── Input
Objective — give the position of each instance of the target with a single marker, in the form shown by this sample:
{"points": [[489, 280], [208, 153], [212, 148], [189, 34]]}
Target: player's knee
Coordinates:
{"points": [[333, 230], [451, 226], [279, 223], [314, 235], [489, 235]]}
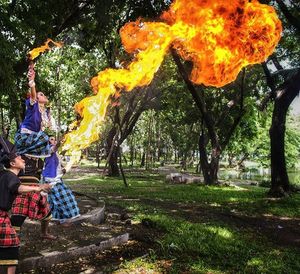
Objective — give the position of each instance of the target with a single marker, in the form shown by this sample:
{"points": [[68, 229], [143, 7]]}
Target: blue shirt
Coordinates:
{"points": [[33, 118], [51, 164]]}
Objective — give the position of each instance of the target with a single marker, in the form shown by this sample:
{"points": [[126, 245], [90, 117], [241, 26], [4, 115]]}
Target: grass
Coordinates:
{"points": [[200, 246]]}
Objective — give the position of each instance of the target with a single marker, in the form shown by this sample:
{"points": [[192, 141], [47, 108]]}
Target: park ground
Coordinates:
{"points": [[193, 228]]}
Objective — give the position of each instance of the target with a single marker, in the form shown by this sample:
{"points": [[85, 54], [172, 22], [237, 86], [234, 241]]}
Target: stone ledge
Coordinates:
{"points": [[73, 253], [95, 216]]}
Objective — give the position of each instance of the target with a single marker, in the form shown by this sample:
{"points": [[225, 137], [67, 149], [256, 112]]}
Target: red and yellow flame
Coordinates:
{"points": [[37, 51], [220, 37]]}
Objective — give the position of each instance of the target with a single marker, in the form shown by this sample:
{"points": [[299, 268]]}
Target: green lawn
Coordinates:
{"points": [[200, 245]]}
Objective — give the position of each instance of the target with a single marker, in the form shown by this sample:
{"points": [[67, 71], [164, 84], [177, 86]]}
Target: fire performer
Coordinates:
{"points": [[31, 140], [10, 186], [61, 199]]}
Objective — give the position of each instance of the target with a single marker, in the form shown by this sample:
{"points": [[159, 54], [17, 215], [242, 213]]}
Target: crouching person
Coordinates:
{"points": [[9, 188]]}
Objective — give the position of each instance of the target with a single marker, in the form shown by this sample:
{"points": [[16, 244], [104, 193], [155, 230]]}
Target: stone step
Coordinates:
{"points": [[73, 253]]}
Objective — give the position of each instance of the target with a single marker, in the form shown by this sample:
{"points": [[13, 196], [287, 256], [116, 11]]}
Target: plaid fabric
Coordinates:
{"points": [[32, 205], [35, 144], [62, 202], [8, 236]]}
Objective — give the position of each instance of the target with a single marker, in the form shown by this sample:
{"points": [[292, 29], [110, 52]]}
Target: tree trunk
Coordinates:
{"points": [[279, 177], [113, 169], [143, 159]]}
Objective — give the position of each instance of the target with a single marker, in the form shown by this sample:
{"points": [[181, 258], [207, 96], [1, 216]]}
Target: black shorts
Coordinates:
{"points": [[9, 256]]}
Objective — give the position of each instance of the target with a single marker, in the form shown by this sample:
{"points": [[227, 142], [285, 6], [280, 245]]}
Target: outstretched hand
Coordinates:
{"points": [[31, 72], [45, 187]]}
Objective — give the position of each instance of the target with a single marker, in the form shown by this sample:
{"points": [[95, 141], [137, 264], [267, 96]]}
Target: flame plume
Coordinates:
{"points": [[220, 37], [37, 51]]}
────
_What to do_. Return every line from the entries above that contains the string "flame", treating uppercase and lowercase as different.

_Correct answer_.
Target: red and yellow flame
Target: flame plume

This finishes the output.